Problem details
Repeat the material below line for line with no changes, but leave out the picture.

Dataset extract
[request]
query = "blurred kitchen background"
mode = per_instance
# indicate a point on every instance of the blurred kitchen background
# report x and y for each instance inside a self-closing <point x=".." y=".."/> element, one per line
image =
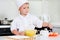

Result
[request]
query = "blurred kitchen background"
mode = per_instance
# indicate a point on every instance of the blurred kitchen background
# report x and y for each instance inside a self-closing <point x=".." y=".."/> element, one per line
image =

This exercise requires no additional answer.